DIRECTIONS FOR THIS TASK
Begin with the line containing "[pin] hat brim -- one per line" and copy each line exactly through the last line of the entries, inclusive.

-- begin --

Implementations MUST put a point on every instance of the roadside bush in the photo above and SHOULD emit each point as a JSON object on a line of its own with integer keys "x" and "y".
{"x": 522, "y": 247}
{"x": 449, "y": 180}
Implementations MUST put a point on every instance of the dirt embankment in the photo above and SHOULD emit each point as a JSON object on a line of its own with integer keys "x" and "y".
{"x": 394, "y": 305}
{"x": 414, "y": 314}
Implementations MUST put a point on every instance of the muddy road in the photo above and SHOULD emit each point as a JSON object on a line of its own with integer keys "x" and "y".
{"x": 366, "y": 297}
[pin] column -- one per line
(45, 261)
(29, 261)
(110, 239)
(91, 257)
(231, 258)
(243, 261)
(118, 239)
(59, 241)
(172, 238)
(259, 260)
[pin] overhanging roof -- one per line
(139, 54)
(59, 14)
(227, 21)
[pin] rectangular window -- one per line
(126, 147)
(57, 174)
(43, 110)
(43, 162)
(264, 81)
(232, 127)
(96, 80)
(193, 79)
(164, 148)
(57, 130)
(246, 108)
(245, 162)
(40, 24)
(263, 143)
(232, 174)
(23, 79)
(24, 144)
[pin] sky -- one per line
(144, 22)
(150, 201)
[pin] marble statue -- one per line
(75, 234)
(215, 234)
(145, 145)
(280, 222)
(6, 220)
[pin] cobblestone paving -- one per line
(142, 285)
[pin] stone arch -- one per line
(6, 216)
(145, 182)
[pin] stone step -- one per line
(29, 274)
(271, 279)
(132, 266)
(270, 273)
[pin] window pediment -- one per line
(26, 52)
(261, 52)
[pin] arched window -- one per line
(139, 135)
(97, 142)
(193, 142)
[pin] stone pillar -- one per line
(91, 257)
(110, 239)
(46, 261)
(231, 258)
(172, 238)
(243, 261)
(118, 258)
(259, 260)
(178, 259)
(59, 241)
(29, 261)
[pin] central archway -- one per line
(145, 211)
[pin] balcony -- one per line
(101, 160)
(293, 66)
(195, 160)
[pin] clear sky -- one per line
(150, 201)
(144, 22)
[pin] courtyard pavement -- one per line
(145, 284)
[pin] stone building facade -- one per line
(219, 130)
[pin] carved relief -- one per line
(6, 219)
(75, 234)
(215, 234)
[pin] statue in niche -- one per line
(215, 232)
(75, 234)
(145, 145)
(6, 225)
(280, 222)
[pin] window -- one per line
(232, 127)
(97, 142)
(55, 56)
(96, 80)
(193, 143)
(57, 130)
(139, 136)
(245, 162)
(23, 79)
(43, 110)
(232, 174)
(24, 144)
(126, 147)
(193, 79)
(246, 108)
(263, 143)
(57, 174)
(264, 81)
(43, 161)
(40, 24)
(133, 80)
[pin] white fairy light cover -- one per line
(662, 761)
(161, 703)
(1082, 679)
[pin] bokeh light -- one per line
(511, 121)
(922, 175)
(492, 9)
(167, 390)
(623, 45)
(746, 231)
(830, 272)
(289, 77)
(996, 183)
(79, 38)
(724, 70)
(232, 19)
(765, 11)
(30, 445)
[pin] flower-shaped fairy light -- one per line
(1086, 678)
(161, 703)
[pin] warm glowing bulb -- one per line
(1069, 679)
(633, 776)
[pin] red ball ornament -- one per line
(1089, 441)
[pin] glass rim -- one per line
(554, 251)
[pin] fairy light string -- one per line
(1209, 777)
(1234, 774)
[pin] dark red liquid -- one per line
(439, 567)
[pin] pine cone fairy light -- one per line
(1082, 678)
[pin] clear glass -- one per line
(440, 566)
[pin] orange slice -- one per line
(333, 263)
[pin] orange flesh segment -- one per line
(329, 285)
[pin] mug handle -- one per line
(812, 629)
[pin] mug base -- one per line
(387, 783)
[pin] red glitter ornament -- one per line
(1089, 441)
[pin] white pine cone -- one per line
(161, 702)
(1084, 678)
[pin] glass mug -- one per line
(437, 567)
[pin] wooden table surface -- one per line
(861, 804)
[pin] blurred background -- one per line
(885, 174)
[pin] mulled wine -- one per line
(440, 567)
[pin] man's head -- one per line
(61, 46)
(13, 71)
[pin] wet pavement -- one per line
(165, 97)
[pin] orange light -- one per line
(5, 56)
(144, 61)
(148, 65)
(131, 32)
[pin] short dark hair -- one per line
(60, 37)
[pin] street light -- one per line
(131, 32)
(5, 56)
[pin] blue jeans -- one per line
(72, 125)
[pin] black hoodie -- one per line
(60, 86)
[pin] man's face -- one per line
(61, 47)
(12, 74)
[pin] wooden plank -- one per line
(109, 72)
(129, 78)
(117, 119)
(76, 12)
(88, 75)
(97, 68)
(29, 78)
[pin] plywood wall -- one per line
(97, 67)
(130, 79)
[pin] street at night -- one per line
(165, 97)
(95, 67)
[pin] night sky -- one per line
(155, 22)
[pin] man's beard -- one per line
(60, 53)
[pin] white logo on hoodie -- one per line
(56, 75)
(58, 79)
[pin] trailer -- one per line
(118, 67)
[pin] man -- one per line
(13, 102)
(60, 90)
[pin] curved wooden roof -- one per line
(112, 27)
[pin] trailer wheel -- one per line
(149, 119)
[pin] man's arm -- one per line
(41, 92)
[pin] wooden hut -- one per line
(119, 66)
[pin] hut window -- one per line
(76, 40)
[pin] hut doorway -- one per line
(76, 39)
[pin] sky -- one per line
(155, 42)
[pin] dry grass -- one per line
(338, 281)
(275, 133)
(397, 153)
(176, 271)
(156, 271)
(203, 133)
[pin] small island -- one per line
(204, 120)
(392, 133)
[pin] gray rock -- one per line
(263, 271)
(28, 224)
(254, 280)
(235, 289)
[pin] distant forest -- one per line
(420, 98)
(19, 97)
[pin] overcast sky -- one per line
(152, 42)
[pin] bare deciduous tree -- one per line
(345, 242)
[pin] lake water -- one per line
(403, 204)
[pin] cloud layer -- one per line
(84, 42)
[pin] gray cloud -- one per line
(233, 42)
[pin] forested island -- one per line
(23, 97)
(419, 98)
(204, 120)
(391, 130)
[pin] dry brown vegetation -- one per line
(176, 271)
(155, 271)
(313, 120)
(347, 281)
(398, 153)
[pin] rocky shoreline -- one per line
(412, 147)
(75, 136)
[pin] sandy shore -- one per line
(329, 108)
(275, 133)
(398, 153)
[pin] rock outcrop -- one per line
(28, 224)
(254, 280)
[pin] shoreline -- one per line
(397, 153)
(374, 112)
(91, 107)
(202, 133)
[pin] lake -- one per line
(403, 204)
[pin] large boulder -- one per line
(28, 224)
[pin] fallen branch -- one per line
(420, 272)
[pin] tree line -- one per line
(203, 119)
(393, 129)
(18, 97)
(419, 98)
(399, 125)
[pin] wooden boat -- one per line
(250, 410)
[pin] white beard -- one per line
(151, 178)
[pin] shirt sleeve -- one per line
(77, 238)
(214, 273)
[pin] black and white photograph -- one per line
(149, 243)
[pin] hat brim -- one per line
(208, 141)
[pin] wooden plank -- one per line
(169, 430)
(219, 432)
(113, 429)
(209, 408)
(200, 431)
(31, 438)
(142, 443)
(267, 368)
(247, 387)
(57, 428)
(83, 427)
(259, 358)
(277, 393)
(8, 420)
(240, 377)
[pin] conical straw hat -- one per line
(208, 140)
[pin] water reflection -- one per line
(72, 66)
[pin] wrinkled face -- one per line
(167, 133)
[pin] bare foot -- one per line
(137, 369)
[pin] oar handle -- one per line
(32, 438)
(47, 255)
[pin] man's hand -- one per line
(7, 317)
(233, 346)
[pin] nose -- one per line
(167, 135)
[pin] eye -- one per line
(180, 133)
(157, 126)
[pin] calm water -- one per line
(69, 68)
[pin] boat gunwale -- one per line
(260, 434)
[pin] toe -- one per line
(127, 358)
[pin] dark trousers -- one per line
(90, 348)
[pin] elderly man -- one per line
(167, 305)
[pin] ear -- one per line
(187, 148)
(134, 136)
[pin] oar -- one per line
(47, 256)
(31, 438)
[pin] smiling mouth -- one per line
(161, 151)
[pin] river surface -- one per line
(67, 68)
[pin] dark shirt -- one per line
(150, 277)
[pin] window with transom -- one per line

-- end --

TASK SOLUTION
[pin] hat brim -- one per line
(208, 141)
[pin] wooden plank -- one per line
(169, 430)
(219, 432)
(113, 429)
(209, 408)
(200, 431)
(31, 438)
(142, 443)
(267, 368)
(247, 387)
(57, 428)
(83, 427)
(259, 358)
(277, 393)
(8, 420)
(240, 377)
[pin] conical straw hat -- one per line
(208, 140)
[pin] water reflection -- one per line
(72, 66)
[pin] wrinkled face -- one per line
(167, 133)
[pin] bare foot -- one per line
(137, 369)
[pin] oar handle -- one per line
(32, 438)
(47, 255)
[pin] man's hand -- one per line
(7, 317)
(233, 346)
[pin] nose -- one per line
(167, 135)
[pin] eye -- one per line
(180, 133)
(157, 126)
[pin] calm water -- one per line
(69, 68)
[pin] boat gunwale -- one per line
(260, 434)
[pin] toe -- one per line
(127, 358)
[pin] dark trousers -- one per line
(90, 348)
[pin] elderly man -- one per line
(167, 305)
[pin] ear -- one per line
(187, 148)
(134, 136)
[pin] oar -- one per line
(47, 256)
(31, 438)
[pin] smiling mouth -- one per line
(161, 151)
[pin] river surface -- one per line
(67, 68)
[pin] dark shirt -- one per line
(150, 277)
[pin] window with transom -- one per line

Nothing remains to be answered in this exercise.